*TASK DIRECTIONS*: Your answer must consist of the lines running from the one that holds "Outline every instance of the utility" to the end of the data, copied exactly.
>>>>>
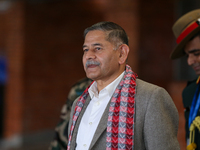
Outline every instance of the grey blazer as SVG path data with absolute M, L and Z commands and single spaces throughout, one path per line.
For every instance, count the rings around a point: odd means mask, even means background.
M 177 140 L 179 117 L 171 97 L 163 88 L 140 79 L 136 79 L 136 84 L 134 150 L 180 150 Z M 72 106 L 69 130 L 77 100 L 78 98 Z M 70 150 L 74 150 L 76 147 L 78 127 L 90 100 L 91 98 L 88 96 L 78 117 L 72 135 Z M 106 149 L 108 111 L 109 104 L 94 134 L 90 150 Z

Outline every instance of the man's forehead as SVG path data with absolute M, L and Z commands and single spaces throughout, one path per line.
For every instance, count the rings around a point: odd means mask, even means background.
M 195 53 L 200 50 L 200 38 L 199 36 L 194 37 L 192 40 L 188 41 L 184 47 L 186 53 Z

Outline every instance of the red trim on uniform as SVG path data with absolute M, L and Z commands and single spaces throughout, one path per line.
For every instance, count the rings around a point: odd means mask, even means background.
M 197 22 L 192 23 L 189 27 L 187 27 L 176 39 L 176 43 L 179 44 L 190 32 L 196 29 L 199 26 Z

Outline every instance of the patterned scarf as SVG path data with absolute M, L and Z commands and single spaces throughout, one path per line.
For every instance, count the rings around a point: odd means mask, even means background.
M 123 80 L 117 86 L 110 103 L 106 150 L 133 150 L 136 77 L 137 75 L 131 70 L 131 67 L 126 65 Z M 76 120 L 89 94 L 88 88 L 80 96 L 75 106 L 67 150 L 70 150 Z

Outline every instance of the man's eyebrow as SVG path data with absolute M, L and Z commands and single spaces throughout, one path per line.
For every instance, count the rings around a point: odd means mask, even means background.
M 103 46 L 101 43 L 94 43 L 92 46 Z
M 94 43 L 92 44 L 92 46 L 103 46 L 103 44 L 101 43 Z M 83 48 L 87 47 L 87 45 L 83 45 Z
M 191 54 L 191 53 L 195 53 L 195 52 L 198 52 L 198 51 L 200 51 L 200 49 L 193 49 L 193 50 L 189 51 L 188 53 Z
M 83 48 L 87 47 L 86 45 L 83 45 Z

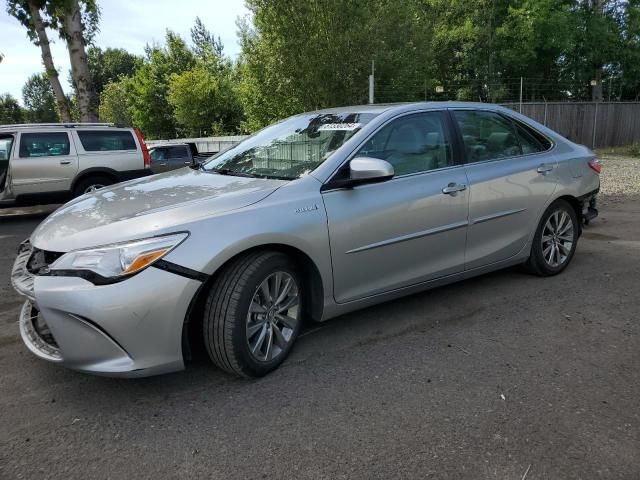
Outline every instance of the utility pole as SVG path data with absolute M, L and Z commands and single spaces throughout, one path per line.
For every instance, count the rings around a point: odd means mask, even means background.
M 522 113 L 522 84 L 524 83 L 524 79 L 520 77 L 520 113 Z
M 373 104 L 373 101 L 374 101 L 373 88 L 374 88 L 375 74 L 376 74 L 376 63 L 375 63 L 375 60 L 371 60 L 371 75 L 369 75 L 369 103 L 370 104 Z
<<<<<
*TASK SOLUTION*:
Outline every instance of the utility pole as SVG path data with absolute M, L and Z commands and single spaces throughout, one path per line.
For every instance, count the rings around a point: odd means mask, even means background.
M 522 113 L 522 84 L 524 83 L 524 79 L 520 77 L 520 113 Z
M 373 104 L 373 101 L 374 101 L 373 88 L 374 88 L 375 74 L 376 74 L 376 63 L 375 63 L 375 60 L 371 60 L 371 75 L 369 75 L 369 103 L 370 104 Z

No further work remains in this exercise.